= EXERCISE DESCRIPTION =
Copy out, unchanged, everything in the records below from the line containing "Locate the watch" down to the last line of the records.

= ENTRIES SUPPLIED =

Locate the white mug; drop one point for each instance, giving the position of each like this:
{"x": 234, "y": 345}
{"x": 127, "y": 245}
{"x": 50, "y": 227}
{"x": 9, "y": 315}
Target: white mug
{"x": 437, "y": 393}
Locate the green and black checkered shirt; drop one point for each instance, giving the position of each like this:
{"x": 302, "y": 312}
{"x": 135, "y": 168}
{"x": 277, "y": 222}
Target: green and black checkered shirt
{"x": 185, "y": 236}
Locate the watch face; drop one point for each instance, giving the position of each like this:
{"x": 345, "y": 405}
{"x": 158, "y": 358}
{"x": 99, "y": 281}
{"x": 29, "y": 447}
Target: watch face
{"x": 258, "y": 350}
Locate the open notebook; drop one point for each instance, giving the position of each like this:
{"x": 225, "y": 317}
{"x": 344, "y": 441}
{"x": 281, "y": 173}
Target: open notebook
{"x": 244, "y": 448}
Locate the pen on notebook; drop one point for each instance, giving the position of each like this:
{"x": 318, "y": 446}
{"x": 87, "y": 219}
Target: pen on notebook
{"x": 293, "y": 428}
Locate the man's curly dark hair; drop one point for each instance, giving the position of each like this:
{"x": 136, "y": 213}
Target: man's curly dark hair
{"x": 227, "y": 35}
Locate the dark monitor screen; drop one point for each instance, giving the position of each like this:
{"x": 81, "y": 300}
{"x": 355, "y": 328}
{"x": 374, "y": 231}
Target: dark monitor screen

= SOLUTION TO THE PROBLEM =
Locate the watch face; drop one point for each instance, giving the position of each like this:
{"x": 345, "y": 405}
{"x": 158, "y": 358}
{"x": 99, "y": 281}
{"x": 29, "y": 447}
Target: watch face
{"x": 258, "y": 350}
Locate the open notebook; drop one point for each instance, giving the position of each like this:
{"x": 225, "y": 317}
{"x": 344, "y": 441}
{"x": 281, "y": 173}
Target: open notebook
{"x": 244, "y": 448}
Locate the pen on notebook; drop one point for each instance, giving the position of each like this:
{"x": 318, "y": 446}
{"x": 87, "y": 219}
Target: pen on notebook
{"x": 293, "y": 428}
Locate the man's curly dark hair; drop one point for each instance, giving the position of each like this:
{"x": 136, "y": 213}
Target: man's curly dark hair
{"x": 227, "y": 35}
Locate the dark monitor screen; drop one point for each instance, giving the position of each like this:
{"x": 81, "y": 300}
{"x": 355, "y": 328}
{"x": 374, "y": 231}
Target: dark monitor screen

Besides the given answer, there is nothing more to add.